## Task requirements
Every entry below must be reproduced exactly.

=====

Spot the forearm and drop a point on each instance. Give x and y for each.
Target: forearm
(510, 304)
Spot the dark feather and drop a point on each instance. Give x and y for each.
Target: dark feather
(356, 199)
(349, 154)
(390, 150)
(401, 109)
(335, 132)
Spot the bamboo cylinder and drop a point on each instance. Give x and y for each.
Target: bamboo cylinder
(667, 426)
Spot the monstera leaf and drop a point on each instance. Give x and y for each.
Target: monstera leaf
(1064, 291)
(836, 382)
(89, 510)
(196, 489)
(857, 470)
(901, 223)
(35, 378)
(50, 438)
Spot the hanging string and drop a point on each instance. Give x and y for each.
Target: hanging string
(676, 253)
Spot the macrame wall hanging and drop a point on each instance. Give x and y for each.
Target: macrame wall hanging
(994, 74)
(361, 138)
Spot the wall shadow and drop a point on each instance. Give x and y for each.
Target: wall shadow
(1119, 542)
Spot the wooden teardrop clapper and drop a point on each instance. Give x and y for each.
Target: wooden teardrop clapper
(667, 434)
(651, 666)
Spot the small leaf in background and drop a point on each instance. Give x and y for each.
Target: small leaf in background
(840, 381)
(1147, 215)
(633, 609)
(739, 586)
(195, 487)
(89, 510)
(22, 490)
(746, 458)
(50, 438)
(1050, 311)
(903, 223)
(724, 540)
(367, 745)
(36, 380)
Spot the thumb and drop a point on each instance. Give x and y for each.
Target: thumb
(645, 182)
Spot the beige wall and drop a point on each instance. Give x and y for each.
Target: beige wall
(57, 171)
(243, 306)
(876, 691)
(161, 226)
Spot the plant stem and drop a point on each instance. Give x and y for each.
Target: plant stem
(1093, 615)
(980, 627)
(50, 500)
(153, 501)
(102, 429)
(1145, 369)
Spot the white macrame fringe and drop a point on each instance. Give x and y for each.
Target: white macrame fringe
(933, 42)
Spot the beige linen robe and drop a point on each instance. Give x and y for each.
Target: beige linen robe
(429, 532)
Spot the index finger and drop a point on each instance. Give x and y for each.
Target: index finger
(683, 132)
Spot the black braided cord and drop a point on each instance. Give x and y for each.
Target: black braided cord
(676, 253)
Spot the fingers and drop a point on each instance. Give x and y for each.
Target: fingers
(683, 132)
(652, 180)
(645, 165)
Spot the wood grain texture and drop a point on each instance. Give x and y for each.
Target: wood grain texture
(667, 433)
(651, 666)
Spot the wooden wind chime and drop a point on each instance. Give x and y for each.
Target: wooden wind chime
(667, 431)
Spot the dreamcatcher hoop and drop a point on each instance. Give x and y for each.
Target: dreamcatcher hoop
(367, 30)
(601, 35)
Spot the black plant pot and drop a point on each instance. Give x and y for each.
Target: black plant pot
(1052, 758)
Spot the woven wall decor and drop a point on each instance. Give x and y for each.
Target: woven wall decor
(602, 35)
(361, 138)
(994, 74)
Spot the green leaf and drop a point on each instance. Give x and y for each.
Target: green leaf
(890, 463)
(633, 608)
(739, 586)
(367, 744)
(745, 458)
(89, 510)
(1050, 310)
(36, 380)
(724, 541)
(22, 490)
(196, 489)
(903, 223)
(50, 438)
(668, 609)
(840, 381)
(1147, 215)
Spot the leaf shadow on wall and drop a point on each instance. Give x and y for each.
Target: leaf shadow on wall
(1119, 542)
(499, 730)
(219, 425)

=====

## Reply
Spot the forearm and drop a point on each instance. Give x and y for each.
Target: forearm
(510, 304)
Spot the dark feather and drop a point on each instance. Give x and y for each.
Target: dark feather
(356, 199)
(349, 154)
(390, 150)
(401, 109)
(335, 132)
Spot the bamboo cylinder and drop a point on each instance. Give x and y for each.
Target: bamboo cylinder
(667, 426)
Spot the monstera leaf and drop a point on each instance. Give x and y for each.
Target: monstera leaf
(1064, 291)
(836, 382)
(89, 510)
(196, 489)
(857, 470)
(901, 223)
(35, 378)
(50, 438)
Spot the hanging string and drop a point on each instance. Give x and y for each.
Target: hanging string
(676, 253)
Spot the macrame wall hanging and drop a point on each instance. Give x and y for each.
Target: macrame wall hanging
(994, 74)
(361, 138)
Spot the wall shadow and drop a point on each instance. Give x and y for each.
Target: wall shadow
(1119, 542)
Spot the wooden teardrop clapper and drop a point on each instance. Give x and y for each.
Target: wooden teardrop clapper
(667, 434)
(651, 666)
Spot the small leaf in background and drop a point on each instance. Give x and y for each.
Target: small leaf in background
(840, 381)
(1147, 215)
(633, 609)
(739, 586)
(195, 487)
(89, 510)
(22, 490)
(746, 458)
(50, 438)
(1050, 311)
(903, 223)
(724, 540)
(367, 745)
(36, 380)
Spot the thumb and drop a point on each instance. Give x and y for each.
Target: thumb
(645, 182)
Spot the beige wall and drop a point on each instance. Give x and y for each.
Target: beige wall
(57, 171)
(243, 306)
(876, 691)
(161, 226)
Spot the plant stem and drop a point on each instance. Give x and y for each.
Target: plant stem
(1093, 615)
(980, 627)
(50, 500)
(153, 501)
(102, 429)
(1145, 369)
Spot the white macrame fringe and drop a point on each instance. Give x and y for each.
Target: white macrame fringe
(933, 42)
Spot the beige linen robe and drop a point on each instance. Give x and y for each.
Target: beige linen robe
(429, 532)
Spot the index finger and drop a point on each instance. Give x and y for each.
Target: index finger
(683, 132)
Spot the black braided cord and drop a point on each instance. Give x and y for each.
Target: black braided cord
(676, 253)
Spot the fingers and drop a point on each instance. Give x and y for each.
Target: fingers
(683, 132)
(652, 180)
(645, 165)
Spot the wood grain texture and drop a point on each instance. Give x and y for each.
Target: wood grain texture
(667, 433)
(651, 666)
Spot the wooden wind chime and drop a point on each instance. Give x and y for each.
Target: wooden wind chime
(667, 431)
Spot the dreamcatcher hoop and drop a point on each instance. Give x and y for each.
Target: dreamcatcher hoop
(367, 30)
(601, 35)
Spot the black plant pot and drop a point on each instance. Give x and y for each.
Target: black plant pot
(1052, 758)
Spot the woven wall decor and drop a point on each instance. Give x and y for each.
Target: woven wall decor
(602, 35)
(361, 138)
(994, 74)
Spot the green leaf and drop a point on each instance. Give x and y for each.
Target: green leaf
(890, 463)
(633, 608)
(739, 586)
(367, 744)
(745, 458)
(89, 510)
(1050, 310)
(36, 380)
(724, 541)
(22, 490)
(196, 489)
(903, 223)
(50, 438)
(668, 609)
(840, 381)
(1147, 215)
Spot the leaf shadow on wall and drop a point on each instance. Give x and y for each.
Target: leaf shadow on wall
(1119, 542)
(499, 730)
(219, 425)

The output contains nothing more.